Измените фрагмент текста о детстве в селе, начиная со слов «Талант - это» и заканчивая словами «с жесточайшим силикозом.»: замените «шахтером» на «горняком» и приведите весь фрагмент.

Текст для изучения:
============

Талант - это развитие природных склонностей
Оноре де Бальзак
Ученик и зять Коваля
В дошкольном возрасте и будучи в младших классах летом я был предоставлен, чаще всего, самому себе. Лишь весной пятьдесят третьего колхоз организовал детские ясли-сад. Располагались ясли-сад в доме Александра Романовича Брузницкого. Сам Александр Романович после войны попал в мясорубку первых послевоенных репрессий. Был сослан и работал шахтером в одной из шахт близ Таганрога. Домой вернулся в середине пятидесятых с жесточайшим силикозом.
В ясли-сад я ходил мало. Предпочитал путешествия по селу в одиночку. Мои походы в крайние точки села, на конюшню, ферму, потом на Куболту не казались мне из ряда вон выходящими. К семи годам я великолепно ориентировался в топографии моего села, знал практически всех жителей, для меня не были секретом клички, привезенные моими земляками с Лячины и присвоенные уже здесь, в Бессарабии. Тетка Мария утверждала, что я знаю не только по кличкам коров моих односельчан, но и то, легко ли,туго ли чья-либо корова доится и сколько дает молока.
Но меня, всё мое существо как магнитом, постоянно притягивал к себе мелодичный перезвон молотков по наковальне в колхозной кузнице, расположенной за конюшней, в самой глубине хозяйственного двора. Мне нравилось стоять неподалеку от наковальни, смотреть на податливый, раскаленный в горне металл, взглядом провожать разлетающиеся в разные стороны искры окалин. Часть искр гасла, едва отлетев от наковальни. Некоторые искры долетали до горна и, ударившись, падали на пол. Меня долго не покидало ощущение, что летящие искры были живыми и, лишь упав на пол, они мгновенно умирали в серой пыли.
Привлекал меня и перезвон наковален. Их в кузнице было три. По тому, как они звучали, я определял, кто сейчас куёт: Коваль Прокоп, дядя Симон, Сяня Научак или Лузик. Когда я подходил поближе к наковальне, в глубине моих ушей начинался зуд. С каждым ударом молота зуд усиливался, бывало, становился болезненным. Тогда я выходил из кузницы. Зуд в ушах стихал. Перезвон наковален довольно долго ещё звучал то ли в ушах, то ли в моей голове.
За нашим домом мы с Женей Сусловым и Сережей Тхориком устроили "кузницу". Наковальней нам служила, забитая в чурбан, бабка для отбивания кос. Звон нашей бабки был совсем не таким, как в кузнице. Но мы не горевали. На ветку клена мы подвешивали металлический обод от деревянного колеса телеги и, найденный на шляху, кусок рессоры. Звон обода был низким, глуховатым, зато звон рессоры был практически неотличим от звона наковальни.

============

Исходный материал:
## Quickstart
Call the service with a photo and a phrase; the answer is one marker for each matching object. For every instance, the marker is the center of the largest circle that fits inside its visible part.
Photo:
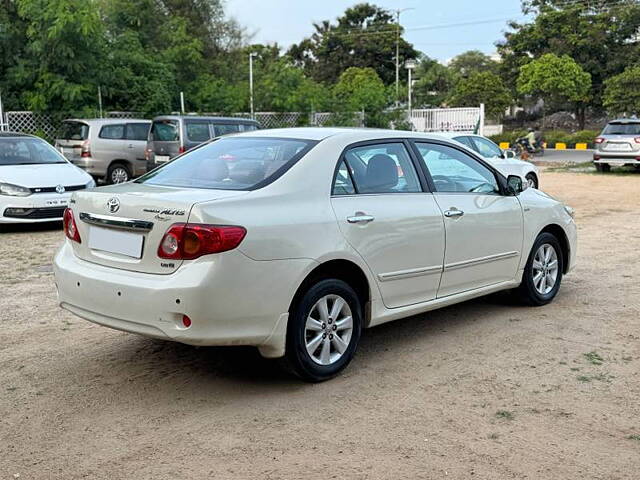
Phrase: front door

============

Ответ на задание:
Талант - это развитие природных склонностей
Оноре де Бальзак
Ученик и зять Коваля
В дошкольном возрасте и будучи в младших классах летом я был предоставлен, чаще всего, самому себе. Лишь весной пятьдесят третьего колхоз организовал детские ясли-сад. Располагались ясли-сад в доме Александра Романовича Брузницкого. Сам Александр Романович после войны попал в мясорубку первых послевоенных репрессий. Был сослан и работал горняком в одной из шахт близ Таганрога. Домой вернулся в середине пятидесятых с жесточайшим силикозом.